# TASK REQUIREMENTS
Transcribe, exactly as they appear, only the lines from the one holding "of the step" through the end of the entries below.

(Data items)

◆ ◆ ◆ ◆

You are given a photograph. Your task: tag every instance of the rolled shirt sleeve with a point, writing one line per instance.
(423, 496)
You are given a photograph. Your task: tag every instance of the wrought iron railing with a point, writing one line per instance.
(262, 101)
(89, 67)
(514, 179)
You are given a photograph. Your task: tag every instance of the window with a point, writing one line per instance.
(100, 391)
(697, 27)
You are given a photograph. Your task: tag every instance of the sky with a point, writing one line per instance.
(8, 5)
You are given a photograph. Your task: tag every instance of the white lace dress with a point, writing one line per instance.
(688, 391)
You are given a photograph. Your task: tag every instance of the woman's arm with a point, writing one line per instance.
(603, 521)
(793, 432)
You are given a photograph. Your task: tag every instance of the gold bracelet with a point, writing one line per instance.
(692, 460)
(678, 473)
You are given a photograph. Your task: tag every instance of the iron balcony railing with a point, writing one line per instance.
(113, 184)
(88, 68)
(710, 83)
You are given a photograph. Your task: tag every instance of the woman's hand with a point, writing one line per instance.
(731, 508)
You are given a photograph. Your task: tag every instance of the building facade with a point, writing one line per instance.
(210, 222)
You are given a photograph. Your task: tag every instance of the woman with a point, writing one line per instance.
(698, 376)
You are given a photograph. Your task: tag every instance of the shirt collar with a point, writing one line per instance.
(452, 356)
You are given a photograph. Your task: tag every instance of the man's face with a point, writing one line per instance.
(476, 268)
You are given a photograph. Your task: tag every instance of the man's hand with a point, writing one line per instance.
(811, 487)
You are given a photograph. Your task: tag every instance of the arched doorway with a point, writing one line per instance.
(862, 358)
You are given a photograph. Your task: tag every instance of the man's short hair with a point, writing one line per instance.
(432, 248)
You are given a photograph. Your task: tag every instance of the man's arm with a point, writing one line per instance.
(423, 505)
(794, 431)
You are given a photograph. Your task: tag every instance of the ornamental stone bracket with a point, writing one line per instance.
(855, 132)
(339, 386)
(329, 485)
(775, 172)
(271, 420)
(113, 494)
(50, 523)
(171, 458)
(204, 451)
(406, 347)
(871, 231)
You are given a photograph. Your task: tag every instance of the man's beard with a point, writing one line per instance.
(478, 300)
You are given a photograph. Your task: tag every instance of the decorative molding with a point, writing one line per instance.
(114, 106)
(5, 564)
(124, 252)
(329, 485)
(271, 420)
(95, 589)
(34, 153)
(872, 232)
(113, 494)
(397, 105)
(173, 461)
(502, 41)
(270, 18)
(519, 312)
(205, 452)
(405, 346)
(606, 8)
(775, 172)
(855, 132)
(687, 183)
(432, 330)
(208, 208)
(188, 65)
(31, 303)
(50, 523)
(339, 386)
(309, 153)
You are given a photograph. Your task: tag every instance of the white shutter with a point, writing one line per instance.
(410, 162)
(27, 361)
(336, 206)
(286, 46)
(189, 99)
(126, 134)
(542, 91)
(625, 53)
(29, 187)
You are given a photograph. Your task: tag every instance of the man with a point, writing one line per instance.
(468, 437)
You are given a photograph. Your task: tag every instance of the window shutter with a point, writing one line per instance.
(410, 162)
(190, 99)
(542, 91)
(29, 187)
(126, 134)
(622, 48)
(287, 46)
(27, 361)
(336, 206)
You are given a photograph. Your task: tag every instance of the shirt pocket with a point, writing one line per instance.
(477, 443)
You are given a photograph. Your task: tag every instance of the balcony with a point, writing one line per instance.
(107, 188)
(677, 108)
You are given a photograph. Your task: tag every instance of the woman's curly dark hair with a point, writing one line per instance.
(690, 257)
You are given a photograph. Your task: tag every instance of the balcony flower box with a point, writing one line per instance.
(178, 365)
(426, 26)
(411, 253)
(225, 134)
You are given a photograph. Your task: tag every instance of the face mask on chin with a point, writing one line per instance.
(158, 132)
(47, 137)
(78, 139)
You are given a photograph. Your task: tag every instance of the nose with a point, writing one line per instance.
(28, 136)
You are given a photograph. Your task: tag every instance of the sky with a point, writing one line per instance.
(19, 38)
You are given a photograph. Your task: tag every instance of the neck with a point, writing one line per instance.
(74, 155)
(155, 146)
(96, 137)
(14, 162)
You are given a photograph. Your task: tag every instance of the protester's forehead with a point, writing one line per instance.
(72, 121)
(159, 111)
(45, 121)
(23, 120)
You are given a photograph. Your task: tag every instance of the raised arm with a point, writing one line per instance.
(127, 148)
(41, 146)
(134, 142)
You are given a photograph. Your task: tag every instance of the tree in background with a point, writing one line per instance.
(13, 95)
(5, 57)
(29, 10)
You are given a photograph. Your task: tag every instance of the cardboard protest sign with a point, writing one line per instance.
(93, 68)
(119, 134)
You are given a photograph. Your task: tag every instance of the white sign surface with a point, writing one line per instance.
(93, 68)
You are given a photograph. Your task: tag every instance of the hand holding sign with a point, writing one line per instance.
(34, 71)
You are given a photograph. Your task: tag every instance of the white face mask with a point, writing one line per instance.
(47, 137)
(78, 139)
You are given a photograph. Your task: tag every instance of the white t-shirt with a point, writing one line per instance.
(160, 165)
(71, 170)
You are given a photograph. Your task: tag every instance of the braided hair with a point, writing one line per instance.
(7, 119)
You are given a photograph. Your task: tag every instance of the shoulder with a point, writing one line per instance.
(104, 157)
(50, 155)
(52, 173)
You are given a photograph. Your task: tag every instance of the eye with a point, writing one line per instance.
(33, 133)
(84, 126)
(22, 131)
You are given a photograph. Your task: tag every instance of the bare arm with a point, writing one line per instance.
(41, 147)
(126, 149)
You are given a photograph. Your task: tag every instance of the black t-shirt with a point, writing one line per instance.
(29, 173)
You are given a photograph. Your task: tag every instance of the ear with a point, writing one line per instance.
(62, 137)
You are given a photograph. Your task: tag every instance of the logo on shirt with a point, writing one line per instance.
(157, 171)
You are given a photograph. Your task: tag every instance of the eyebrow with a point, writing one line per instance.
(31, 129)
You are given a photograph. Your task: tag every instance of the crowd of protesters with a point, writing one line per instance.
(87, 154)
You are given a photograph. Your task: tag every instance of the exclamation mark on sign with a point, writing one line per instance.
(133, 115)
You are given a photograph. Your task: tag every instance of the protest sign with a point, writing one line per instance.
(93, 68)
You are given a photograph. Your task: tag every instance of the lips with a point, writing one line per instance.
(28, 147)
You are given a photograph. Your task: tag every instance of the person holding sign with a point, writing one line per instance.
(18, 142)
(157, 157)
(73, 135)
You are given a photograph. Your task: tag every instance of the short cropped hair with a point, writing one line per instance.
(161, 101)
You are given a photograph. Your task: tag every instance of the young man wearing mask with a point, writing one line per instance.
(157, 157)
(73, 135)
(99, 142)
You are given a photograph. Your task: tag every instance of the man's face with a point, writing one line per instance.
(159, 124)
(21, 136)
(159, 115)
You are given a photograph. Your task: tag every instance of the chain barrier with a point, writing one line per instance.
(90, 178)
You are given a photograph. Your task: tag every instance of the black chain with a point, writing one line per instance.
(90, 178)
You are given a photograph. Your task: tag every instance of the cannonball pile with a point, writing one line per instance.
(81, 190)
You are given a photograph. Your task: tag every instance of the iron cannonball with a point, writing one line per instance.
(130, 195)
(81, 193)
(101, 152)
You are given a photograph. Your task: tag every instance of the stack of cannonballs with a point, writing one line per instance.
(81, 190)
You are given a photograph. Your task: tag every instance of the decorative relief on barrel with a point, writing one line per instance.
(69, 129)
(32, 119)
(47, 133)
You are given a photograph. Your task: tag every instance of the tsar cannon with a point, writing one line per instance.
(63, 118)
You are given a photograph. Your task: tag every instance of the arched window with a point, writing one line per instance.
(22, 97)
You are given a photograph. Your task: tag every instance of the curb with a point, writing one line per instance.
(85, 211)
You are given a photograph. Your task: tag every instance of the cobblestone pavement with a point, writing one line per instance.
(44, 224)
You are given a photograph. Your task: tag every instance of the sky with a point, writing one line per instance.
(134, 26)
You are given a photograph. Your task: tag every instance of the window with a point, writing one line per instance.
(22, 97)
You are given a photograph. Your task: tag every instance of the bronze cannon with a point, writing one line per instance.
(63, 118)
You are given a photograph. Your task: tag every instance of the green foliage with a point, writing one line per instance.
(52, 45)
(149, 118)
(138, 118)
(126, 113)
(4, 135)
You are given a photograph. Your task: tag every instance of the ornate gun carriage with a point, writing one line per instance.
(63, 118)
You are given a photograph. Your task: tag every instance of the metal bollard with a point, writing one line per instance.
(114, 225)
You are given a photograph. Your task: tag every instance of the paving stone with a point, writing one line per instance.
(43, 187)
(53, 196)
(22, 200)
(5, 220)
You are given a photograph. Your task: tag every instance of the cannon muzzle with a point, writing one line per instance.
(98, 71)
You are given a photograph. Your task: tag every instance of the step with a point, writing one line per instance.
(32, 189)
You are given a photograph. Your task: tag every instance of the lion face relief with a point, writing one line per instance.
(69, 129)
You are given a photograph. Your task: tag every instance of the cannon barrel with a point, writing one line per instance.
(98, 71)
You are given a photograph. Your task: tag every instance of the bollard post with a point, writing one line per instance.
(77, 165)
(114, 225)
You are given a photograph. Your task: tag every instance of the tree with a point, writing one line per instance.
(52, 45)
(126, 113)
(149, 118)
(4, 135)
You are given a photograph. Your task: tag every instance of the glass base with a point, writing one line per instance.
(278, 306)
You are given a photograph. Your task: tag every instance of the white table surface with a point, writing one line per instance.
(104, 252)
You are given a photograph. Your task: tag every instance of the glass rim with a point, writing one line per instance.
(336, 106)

◆ ◆ ◆ ◆

# EXPECTED ANSWER
You are given a photograph. Your task: tag every instance of the step with a point, writing one line per instance.
(32, 189)
You are given a photograph. Your task: tag every instance of the lion face relief with a point, writing one line per instance.
(69, 129)
You are given a photograph. Your task: tag every instance of the cannon barrel with a point, writing one line per instance.
(98, 71)
You are given a photograph. Your task: tag every instance of the bollard post with a point, writing one line per instance.
(77, 165)
(114, 225)
You are given a photograph. Your task: tag every instance of the tree with a point, writing one line per instance.
(52, 45)
(126, 113)
(149, 118)
(4, 135)
You are given a photograph. Your task: tag every instance of the glass base with a point, writing one line per instance.
(278, 306)
You are given a photograph. Your task: tag every instance of the white table surface with a point, writing one line per instance.
(104, 252)
You are given a photograph. Your task: tag every instance of the glass rim with a point, writing one line per instance.
(336, 106)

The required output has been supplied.